• _ZITIERTER TEXTAUSZUG_:

Brüssel nach der Beschießung von 1695: Die Ruinen Kirche St. Nicolas, 1695 - 1714

Augustin Coppens

Brüssel nach der Beschießung von 1695: Die Ruinen Kirche St. Nicolas, 1695 - 1714

Am 13. und 14. August 1695 wurde das Zentrum der Stadt Brüssel von der französischen Armee in einem 36 Stunden dauernden Bombardement nahezu vollständig zerstört.(Anm.1) Dieses Ereignis markierte einen traurigen Höhepunkt des Neunjährigen Krieges (1688–97), Folge der französischen Expansionspolitik unter Ludwig XIV. Der damals 27-jährige Augustin Coppens gehörte zu den Augenzeugen des Zerstörungswerkes, dessen Ergebnisse er in einer größeren Zeichnungsgruppe festhielt. Zwölf dieser Arbeiten wurden noch im gleichen Jahr in einer gestochenen Folge reproduziert.(Anm.2) Eine zweite Folge, bestehend aus acht Radierungen, erschien 1714.(Anm.3)
Den gegenseitig ausgerichteten Stichen dieser zweiten Ausgabe dienten diese und die folgende Zeichnung als Vorlagen. Inv.-Nr. 21811 zeigt die kleine Kirche St. Nicolas an der Rue au Beurre, nahe der Brüsseler Börse. Die bauliche Situation mit den malerisch an die gotische Fassade geschmiegten Häusern hat sich bis heute nur unwesentlich verändert.(Anm.4) Der auf Inv.-Nr. 21812 dargestellte „Spiegelturm“ („Tour du Miroir“) hingegen brach als Folge des Bombardements am 7. November 1696 zusammen und wurde nicht wieder aufgebaut.(Anm.5) An seiner Stelle befinden sich heute die „Galeries Royales Saint-Hubert“, eine Einkaufspassage aus dem 19. Jahrhundert.
Coppens zeichnete diese Ansichten vermutlich auf Basis älterer Vor-Ort-Aufnahmen als direkte Stechervorlagen. Auf einen zeitlichen Abstand zu den Ereignissen deutet die rückseitige Datierung von Inv.-Nr. 21812 sowie das Wasserzeichen aus dem 18. Jahrhundert. Die bislang unbekannten Vor-Ort-Aufnahmen hat man sich vielleicht ähnlich vorzustellen wie die breit gezeichneten Erstentwürfe zu der ersten Folge von 1695.(Anm.6)
Für Coppens hatte die Darstellung der zerstörten Stadt gewissermaßen identitätsstiftende Wirkung. In einem Porträt aus den Anfängen des 18. Jahrhunderts zeigt sich der Künstler vor den Ruinen der Stadt, auf die er mit einer zusammengerollten Zeichnung weist – ein Gestus, der der Gattung der Feldherrnporträts entlehnt ist und letztlich den Triumph der Kunst über die rohe Gewalt versinnbildlicht, denn zur Entstehungszeit dieses Bildnisses waren die Wiederaufbauarbeiten bereits in vollem Gange.(Anm.7)

• _AUFGABENSTELLUNG_: Schreiben Sie den Textauszug über Coppens' Ansichten des zerstörten Brüssel im Anschluss an dessen letzten Satz weiter. Die anschließenden Daten sind eigenständiges Material ohne Bezug zum Textauszug.

• _BEREITGESTELLTE DATEN_:
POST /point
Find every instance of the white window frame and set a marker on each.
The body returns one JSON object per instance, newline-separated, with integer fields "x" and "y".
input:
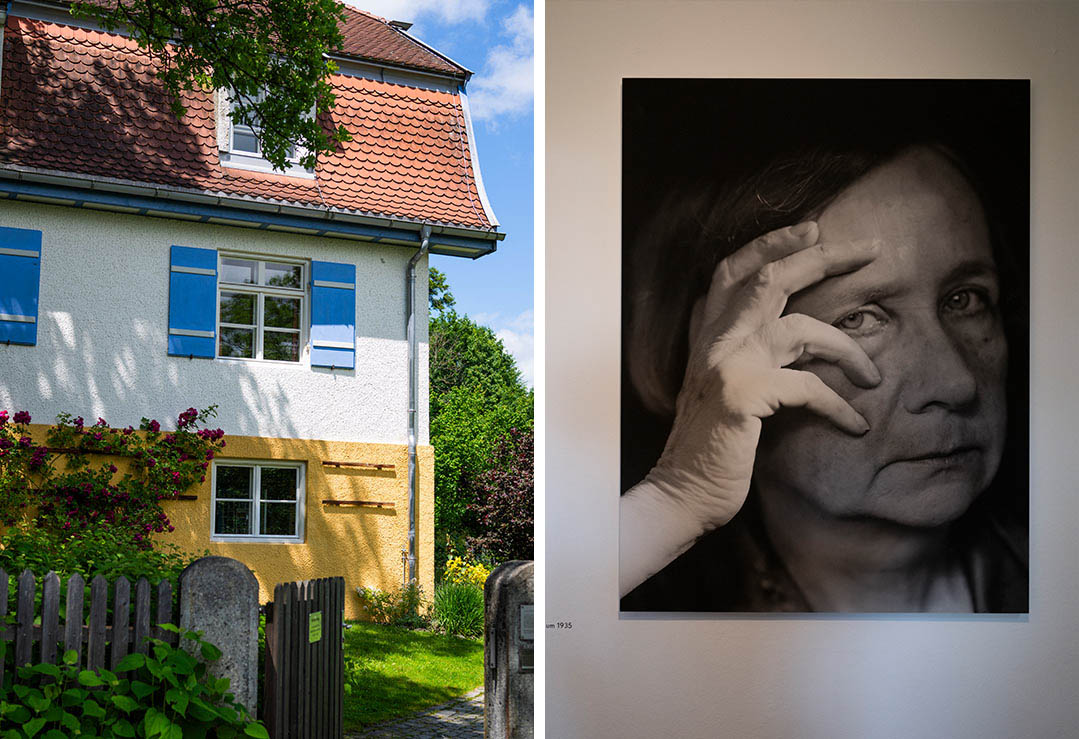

• _LÖSUNG_:
Annemarie Stefes

1 Dabei brannten 3850 Häuser völlig aus, weitere 460 wurden schwer beschädigt, vgl. De Wilde, in: Véronique van de Kerckhof, Helena Bussers u.a.: Met passer et penseel. Brussel en het oude hertogdom Brabant in beeld, Ausst.-Kat. Brüssel, Musées Royaux des Beaux-Arts de Belgique, Tournai 2000, S. 249.
2 „Perspectives des ruines de la ville de Bruxelles designées au naturel par Augustin Coppens 1695“, teilweise gestochen von Richard van Orley.
3 „Vues et Ruines de la Tour de St. Nicolas à Bruxelles, relevée apres le Bombardement crou la le 29 Juillet 1714 comme aussi Les ruines de la tour du Miroir & maisons des Orfèvres, tombées le 7 Nocemb. 1696 Quod Attestor Dessignées au naturel par Augustin Coppens, Et gravées à l’eau forte par Jean Laur. Krafft“; für die Übermittlung dieser Information, basierend auf dem Exemplar in Brüssel, Bibliothèque Albert I.er, Inv.-Nr. S IV 27693, danke ich Stefaan Hautekeete, Brüssel.
4 Der gegenseitige Stich des Jan Lauwryn Krafft, drittes Blatt der Folge, trägt die Inschrift „Vue de ruines de la tour & des maisons aux environs, dès les trois Déesses vers la rue au beure“, gemäß Stefaan Hautekeete (Mitteilung per E-Mail, 20. 11. 2009), unter Berufung auf das Exemplar in Brüssel, Bibliothèque Albert I.er, Inv.-Nr. S IV 27700.
5 Kraffts Radierung, in der Folge die Nummer 5, trägt die Inschrift „Vue des ruines de la tour étant près la ruelle de la mort“, siehe Anm. 4, vgl. Brüssel, Bibliothèque Albert I.er, Inv.-Nr. S IV 27697.
6 Z. B. Kopenhagen, Statens Museum for Kunst, Kongelige Kobberstiksamling, Nr. Tu 89 b,1 (302 x 393 mm), Corpus Gernsheim 72783; ebd., Nr. Tu 89 b,4 (310 x 407 mm), Corpus Gernsheim 72 786, oder ebd. Nr. Tu 89 b,9 (312 x 408 mm), Corpus Gernsheim 72791. Mit unseren Blättern im Format annähernd übereinstimmend, aber etwas feiner gezeichnet sind die Zeichnungen in Kopenhagen, Inv.-Nr. Tu 56,3 (181 x 257 mm), Corpus Gernsheim 72245, Oxford, Ashmolean Museum, Inv.-Nr. WA 1939.87 (198 x 320 mm), Corpus Gernsheim 42274, und Brüssel, Musées Royaux des Beaux-Arts, Sammlung De Grez, Inv.-Nr. 4060/2564 a (188 x 258 mm), und Inv.-Nr. 4060/2564 (188 x 258 mm), Ausst.-Kat. Brüssel 2000, Nr. 138 und 139.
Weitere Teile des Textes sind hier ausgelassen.